EXERCISE:
From the line containing "Quickstart: hand the" to the last line of the records below, repeat every line exactly and add nothing else.

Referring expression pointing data
┌────────
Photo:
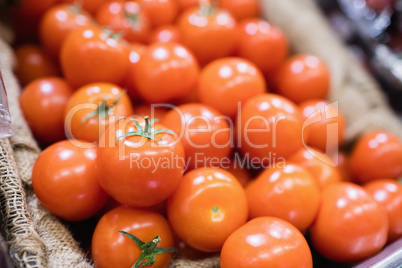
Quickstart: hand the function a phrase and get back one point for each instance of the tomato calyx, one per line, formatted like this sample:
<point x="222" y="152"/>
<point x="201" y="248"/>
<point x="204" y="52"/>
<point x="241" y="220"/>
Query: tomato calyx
<point x="102" y="110"/>
<point x="147" y="131"/>
<point x="148" y="250"/>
└────────
SOLUTION TO THIS EXERCISE:
Quickstart: hand the function a phrase and get back one point for each instance of the tomato calyx, one per line, formatted like this sample:
<point x="222" y="152"/>
<point x="201" y="248"/>
<point x="204" y="52"/>
<point x="241" y="220"/>
Query: tomato calyx
<point x="102" y="110"/>
<point x="147" y="131"/>
<point x="148" y="250"/>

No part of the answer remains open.